━━ Records

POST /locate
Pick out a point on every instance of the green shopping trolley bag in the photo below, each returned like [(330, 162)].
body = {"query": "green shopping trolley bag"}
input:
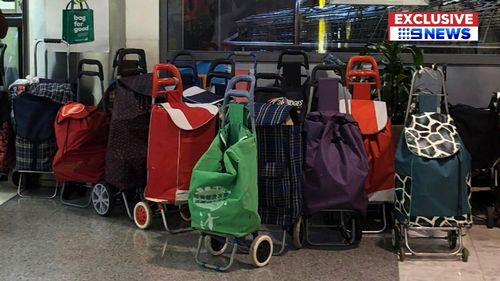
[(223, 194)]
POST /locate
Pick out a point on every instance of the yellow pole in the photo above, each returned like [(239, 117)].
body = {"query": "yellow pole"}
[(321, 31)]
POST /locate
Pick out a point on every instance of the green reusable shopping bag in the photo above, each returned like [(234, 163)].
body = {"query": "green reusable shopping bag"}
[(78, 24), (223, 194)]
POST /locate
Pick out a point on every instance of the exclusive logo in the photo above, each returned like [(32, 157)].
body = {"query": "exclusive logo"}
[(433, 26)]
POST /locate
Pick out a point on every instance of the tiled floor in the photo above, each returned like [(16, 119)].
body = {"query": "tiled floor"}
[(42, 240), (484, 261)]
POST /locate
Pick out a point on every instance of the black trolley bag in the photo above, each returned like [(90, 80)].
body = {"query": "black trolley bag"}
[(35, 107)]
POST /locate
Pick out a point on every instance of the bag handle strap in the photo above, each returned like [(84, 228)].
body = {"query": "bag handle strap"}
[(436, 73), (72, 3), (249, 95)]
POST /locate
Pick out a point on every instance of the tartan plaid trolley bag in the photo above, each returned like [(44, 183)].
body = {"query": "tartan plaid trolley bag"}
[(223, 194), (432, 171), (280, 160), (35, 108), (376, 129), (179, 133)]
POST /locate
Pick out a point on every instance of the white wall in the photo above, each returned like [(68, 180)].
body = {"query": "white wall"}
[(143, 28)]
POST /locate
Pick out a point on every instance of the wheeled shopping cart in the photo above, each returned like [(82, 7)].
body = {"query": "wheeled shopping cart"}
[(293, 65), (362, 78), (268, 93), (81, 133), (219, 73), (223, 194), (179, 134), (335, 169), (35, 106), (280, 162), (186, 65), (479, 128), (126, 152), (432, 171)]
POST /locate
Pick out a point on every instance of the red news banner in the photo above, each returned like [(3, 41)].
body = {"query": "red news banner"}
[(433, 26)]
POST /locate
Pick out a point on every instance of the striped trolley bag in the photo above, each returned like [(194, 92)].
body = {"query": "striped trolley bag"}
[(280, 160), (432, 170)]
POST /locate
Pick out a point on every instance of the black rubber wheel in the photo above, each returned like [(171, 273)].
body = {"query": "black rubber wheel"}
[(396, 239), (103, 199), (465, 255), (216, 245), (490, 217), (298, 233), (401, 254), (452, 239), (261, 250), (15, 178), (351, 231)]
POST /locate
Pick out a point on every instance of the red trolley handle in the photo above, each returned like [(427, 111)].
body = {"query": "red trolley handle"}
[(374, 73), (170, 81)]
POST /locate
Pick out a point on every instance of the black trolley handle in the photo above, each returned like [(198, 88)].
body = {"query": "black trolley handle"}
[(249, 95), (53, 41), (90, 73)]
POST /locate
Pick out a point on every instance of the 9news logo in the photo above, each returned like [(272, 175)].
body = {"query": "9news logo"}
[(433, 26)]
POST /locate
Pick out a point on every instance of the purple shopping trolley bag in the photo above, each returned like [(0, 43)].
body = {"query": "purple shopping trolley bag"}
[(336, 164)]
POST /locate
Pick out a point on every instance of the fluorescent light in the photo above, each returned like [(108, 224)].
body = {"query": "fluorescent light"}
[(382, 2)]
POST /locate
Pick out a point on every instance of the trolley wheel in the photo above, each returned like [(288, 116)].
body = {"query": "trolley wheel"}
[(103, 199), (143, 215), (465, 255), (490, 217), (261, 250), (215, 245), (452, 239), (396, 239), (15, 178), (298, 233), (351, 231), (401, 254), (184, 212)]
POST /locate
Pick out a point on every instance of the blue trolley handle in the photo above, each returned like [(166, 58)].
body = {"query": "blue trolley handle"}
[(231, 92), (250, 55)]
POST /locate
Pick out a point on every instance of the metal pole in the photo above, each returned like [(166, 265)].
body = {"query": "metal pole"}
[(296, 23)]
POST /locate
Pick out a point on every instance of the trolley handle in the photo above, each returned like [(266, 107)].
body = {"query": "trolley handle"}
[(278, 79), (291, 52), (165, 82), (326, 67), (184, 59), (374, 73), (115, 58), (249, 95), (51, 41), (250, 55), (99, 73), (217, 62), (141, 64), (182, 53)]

━━━━

> **Objective**: Please gather every line of the material above that contains the string "logo" and copy each one in full. Case counts.

> **The answer**:
Pick out a point on every instance of the exclusive logo in the photo above, each returned like [(32, 157)].
body = {"query": "exclusive logo"}
Pick out a point on every instance of the 9news logo in the photo above, each returned like [(272, 175)].
body = {"query": "9news logo"}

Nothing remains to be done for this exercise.